====== Texte fourni ======
Le professeur Leslie F. Manigat annonce le lancement de la série des trois premiers volumes de l'«Eventail d'Histoire Vivante d'Haiti». L'édition de poche paraîtra à partir du début de l'année nouvelle 2010 et sur deux ou trois années a venir encore, (si Dieu lui prête vie), en quinze (15) volumes.
Leslie François Manigat,Historien,professeur des Universités,ancien Président de la République d'Haiti
« Manifeste » ou profession de foi d'un historien professionnel, en guise de Préface à l'édition de poche en 15 volumes, revue, corrigée, augmentée et surtout totalement refondue, de l ' « Eventail d'Histoire Vivante d'Haiti » incorporant une documentation prospectée en ratissant large l'espace de terrain disponible pour les recherches historiques, notamment de nouvelles sources microfilmées d'archives et une mise à jour bibliographique résultant d'un recyclage permanent nécessaire.
La présente édition de poche en 15 volumes totalement refondue, de notre « Eventail d'Histoire Vivante d'Haiti », a été préparée en pensant aux étudiants de nos facultés et écoles supérieures et au grand public lettré, tout en étant accessible aux meilleurs candidats au baccalauréat . C'est à ce niveau que l'analyse explicative de l'histoire peut se déployer en ampleur d'interprétation pour la satisfaction de l'historien soucieux de dégager l'intelligibilité d'une « étude scientifiquement conduite » à travers le passé, le présent et les projections d'avenir du vécu du peuple haïtien.
======
Consigne A ▸ D'après le texte fourni, en combien de volumes l'édition de poche doit-elle paraître ?
Consigne B ▸ Reproduisez à l'identique les lignes des entrées, de celle qui contient « Detect any visible rocky outcrop. » jusqu'à celle qui contient « [656,943,687,978] », celle-ci comprise.
====== Données fournies ======
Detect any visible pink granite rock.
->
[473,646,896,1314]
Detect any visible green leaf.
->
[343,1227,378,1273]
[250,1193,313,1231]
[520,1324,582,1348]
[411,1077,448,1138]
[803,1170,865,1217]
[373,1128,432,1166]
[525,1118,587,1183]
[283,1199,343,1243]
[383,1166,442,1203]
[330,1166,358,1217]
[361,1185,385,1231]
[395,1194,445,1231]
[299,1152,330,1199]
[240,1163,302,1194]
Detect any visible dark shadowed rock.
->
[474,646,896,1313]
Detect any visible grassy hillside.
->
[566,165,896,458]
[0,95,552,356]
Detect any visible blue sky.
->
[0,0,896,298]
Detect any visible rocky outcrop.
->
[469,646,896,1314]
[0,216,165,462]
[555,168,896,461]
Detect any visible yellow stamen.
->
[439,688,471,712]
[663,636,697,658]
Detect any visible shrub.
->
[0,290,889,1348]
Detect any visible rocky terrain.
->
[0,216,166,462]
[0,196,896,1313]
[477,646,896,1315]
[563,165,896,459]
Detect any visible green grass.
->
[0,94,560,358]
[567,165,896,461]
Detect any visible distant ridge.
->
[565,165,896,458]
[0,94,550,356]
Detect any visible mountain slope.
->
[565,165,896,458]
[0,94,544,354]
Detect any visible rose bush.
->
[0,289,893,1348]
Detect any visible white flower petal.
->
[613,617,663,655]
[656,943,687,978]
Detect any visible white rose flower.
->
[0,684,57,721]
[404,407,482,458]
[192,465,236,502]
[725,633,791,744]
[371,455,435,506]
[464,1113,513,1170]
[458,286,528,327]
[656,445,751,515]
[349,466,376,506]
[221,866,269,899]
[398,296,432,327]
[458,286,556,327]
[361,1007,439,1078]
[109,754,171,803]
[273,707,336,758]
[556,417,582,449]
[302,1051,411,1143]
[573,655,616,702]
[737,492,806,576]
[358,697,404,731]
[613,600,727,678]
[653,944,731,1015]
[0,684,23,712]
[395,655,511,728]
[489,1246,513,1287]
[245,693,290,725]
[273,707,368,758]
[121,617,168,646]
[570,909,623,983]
======
Réponse complète A ▸ En quinze volumes.

Réponse complète B ▸
Detect any visible rocky outcrop.
->
[469,646,896,1314]
[0,216,165,462]
[555,168,896,461]
Detect any visible yellow stamen.
->
[439,688,471,712]
[663,636,697,658]
Detect any visible shrub.
->
[0,290,889,1348]
Detect any visible rocky terrain.
->
[0,216,166,462]
[0,196,896,1313]
[477,646,896,1315]
[563,165,896,459]
Detect any visible green grass.
->
[0,94,560,358]
[567,165,896,461]
Detect any visible distant ridge.
->
[565,165,896,458]
[0,94,550,356]
Detect any visible mountain slope.
->
[565,165,896,458]
[0,94,544,354]
Detect any visible rose bush.
->
[0,289,893,1348]
Detect any visible white flower petal.
->
[613,617,663,655]
[656,943,687,978]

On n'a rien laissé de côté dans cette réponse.